Extracted records:

# # #

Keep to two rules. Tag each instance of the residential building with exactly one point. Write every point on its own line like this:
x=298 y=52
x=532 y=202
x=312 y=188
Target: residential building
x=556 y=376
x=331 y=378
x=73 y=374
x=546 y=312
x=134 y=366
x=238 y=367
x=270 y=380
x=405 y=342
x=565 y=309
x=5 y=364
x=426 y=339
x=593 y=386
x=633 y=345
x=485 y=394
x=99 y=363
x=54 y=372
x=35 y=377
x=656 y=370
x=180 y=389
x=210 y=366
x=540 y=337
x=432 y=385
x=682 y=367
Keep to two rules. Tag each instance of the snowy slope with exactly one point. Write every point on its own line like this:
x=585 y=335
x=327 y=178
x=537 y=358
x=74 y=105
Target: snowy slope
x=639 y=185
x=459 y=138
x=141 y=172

# # #

-- What you need to do --
Reproduce the entire listing above line for line, without changing anything.

-- Final answer --
Keep to two rules. Tag each instance of the residential building with exactly one point. Write every point on its own line like this:
x=298 y=52
x=532 y=202
x=312 y=188
Target: residential building
x=556 y=376
x=331 y=378
x=73 y=374
x=546 y=312
x=134 y=366
x=238 y=367
x=270 y=380
x=405 y=342
x=565 y=309
x=5 y=364
x=426 y=339
x=593 y=386
x=633 y=345
x=485 y=394
x=99 y=363
x=54 y=372
x=35 y=377
x=656 y=370
x=180 y=389
x=210 y=366
x=540 y=337
x=432 y=385
x=682 y=367
Keep to two rules. Tag each instance of the snowy slope with exactly one point. Write every point on its own line like this:
x=585 y=335
x=327 y=178
x=537 y=358
x=74 y=105
Target: snowy slope
x=639 y=185
x=459 y=138
x=141 y=172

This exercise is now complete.